(The task): Give back, unchanged, each line from the one containing "fixture, that would be wonderful." through the last line of the entries below.

== Dataset content ==

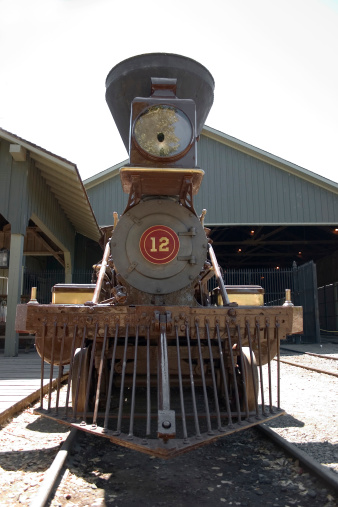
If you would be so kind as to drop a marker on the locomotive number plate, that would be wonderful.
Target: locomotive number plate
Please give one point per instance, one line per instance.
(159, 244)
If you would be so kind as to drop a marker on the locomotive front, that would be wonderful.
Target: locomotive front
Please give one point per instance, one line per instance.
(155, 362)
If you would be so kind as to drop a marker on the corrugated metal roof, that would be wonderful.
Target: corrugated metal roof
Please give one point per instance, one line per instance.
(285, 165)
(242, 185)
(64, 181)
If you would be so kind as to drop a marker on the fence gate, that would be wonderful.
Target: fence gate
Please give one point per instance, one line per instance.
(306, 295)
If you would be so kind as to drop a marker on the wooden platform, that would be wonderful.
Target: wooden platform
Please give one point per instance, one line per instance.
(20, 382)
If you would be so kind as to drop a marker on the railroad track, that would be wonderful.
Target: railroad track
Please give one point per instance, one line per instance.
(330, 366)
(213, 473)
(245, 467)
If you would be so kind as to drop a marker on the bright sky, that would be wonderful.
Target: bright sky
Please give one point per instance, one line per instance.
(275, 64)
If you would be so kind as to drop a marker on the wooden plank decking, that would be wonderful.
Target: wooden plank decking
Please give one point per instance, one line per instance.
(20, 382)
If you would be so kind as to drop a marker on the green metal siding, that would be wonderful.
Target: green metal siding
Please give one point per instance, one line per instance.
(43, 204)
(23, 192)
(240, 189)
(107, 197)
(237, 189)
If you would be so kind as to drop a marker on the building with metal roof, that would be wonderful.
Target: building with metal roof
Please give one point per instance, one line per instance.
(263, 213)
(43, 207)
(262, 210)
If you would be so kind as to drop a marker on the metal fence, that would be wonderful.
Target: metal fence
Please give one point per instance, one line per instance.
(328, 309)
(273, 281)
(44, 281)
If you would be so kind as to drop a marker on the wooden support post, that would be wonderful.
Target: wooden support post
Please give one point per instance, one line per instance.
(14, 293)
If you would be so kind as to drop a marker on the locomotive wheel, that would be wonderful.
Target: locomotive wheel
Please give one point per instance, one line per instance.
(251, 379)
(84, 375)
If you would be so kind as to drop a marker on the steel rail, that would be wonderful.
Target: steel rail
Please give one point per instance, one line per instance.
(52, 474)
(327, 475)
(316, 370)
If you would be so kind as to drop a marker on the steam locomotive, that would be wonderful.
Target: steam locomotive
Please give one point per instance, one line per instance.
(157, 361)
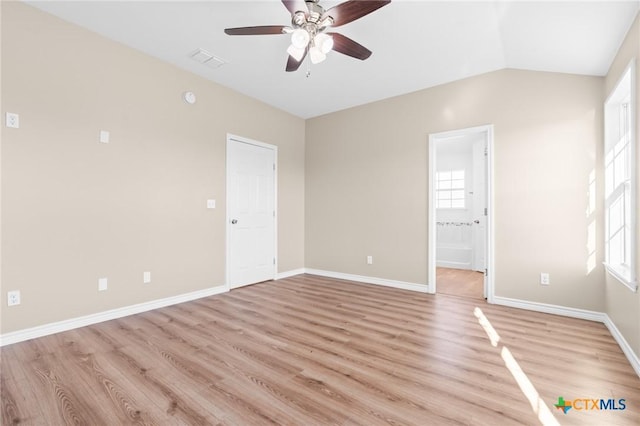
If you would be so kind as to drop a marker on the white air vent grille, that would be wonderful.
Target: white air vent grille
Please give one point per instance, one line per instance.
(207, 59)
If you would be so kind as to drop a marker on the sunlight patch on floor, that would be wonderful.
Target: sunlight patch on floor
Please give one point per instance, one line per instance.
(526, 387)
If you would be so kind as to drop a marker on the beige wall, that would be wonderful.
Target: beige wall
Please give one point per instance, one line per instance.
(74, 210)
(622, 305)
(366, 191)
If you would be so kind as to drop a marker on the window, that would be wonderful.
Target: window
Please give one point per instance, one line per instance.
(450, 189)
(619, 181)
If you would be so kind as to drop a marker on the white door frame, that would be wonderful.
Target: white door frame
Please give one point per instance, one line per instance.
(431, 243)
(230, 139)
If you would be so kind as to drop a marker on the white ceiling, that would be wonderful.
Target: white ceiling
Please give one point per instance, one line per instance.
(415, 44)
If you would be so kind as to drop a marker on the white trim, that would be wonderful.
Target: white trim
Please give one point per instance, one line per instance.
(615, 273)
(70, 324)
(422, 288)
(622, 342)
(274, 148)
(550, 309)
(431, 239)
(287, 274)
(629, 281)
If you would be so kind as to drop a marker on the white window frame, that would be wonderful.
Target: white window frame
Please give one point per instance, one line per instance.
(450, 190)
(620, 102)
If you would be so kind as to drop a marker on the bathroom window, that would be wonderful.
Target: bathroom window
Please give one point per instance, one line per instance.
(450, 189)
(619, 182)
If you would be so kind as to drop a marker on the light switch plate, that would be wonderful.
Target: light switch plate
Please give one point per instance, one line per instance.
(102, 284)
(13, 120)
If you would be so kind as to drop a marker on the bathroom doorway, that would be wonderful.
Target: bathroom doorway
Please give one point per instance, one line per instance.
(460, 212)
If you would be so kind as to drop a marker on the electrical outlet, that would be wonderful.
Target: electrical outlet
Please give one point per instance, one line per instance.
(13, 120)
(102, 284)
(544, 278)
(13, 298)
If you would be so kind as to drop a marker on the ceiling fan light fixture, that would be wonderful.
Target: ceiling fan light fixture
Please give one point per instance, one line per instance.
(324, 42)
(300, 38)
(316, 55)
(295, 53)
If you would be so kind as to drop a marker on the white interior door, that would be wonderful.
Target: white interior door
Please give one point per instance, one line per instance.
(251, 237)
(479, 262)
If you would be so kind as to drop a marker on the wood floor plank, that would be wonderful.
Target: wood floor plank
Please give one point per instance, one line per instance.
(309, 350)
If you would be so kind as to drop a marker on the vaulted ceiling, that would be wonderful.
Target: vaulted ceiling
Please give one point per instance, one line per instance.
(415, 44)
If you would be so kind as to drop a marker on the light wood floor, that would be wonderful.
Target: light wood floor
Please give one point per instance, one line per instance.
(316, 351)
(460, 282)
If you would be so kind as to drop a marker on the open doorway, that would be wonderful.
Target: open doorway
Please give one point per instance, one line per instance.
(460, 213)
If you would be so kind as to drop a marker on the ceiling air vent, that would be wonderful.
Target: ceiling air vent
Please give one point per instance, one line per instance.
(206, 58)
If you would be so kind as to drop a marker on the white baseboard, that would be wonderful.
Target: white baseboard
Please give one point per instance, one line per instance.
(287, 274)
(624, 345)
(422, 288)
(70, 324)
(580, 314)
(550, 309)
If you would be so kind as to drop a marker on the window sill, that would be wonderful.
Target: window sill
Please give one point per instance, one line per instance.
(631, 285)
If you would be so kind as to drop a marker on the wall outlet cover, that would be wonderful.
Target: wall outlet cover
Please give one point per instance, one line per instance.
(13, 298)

===

(Answer to this exercise):
If you would be so kind as to drop a marker on the ceiling fan light fixture, that would be wonderful.
Target: ceiling fan light fixture
Please give one point per instance, one line per instance.
(324, 42)
(300, 38)
(316, 55)
(295, 53)
If you would be so kind as to drop a marker on the white interior door, that would be wonderful.
Target: white interior door
Please give one point per instance, one line per instance.
(251, 237)
(479, 262)
If you would be so kind as to drop a marker on the wood floor plank, that would be wonderful.
Target: wood floor plank
Please give one point per instance, one line per instance.
(309, 350)
If you would be so kind as to drop a marker on the vaulted ceiling, that would be wonderful.
Target: vaulted ceiling
Please give one point per instance, one line per instance.
(415, 44)
If you would be so kind as to drop a marker on the light wood floor, that would be wonderful.
Target: light wood floor
Please give one point per instance, one line per instance.
(316, 351)
(460, 282)
If you would be so kind as to drop a marker on the open doorway, that would be wonderful.
Target: open doorway
Please give one point per instance, one line per instance.
(460, 213)
If you would be so kind as to drop a marker on the ceiling air vent, that would be wonderful.
Target: ceiling air vent
Please give one point per instance, one line per instance.
(206, 58)
If you would be so kind as to drop a marker on the white baseboard, that would be wonderful.
Target: white baseboard
Please give one point per instance, one line per instance.
(287, 274)
(624, 345)
(422, 288)
(70, 324)
(580, 314)
(550, 309)
If you would be so kind as to drop a marker on the window sill, that would be wonderful.
Target: window sill
Please give one point per instance, one line per instance.
(631, 285)
If you would be so kind as to drop a marker on the wall outlet cover, that would be wonderful.
Target: wall outlet cover
Please give one point per instance, one line per instance.
(13, 298)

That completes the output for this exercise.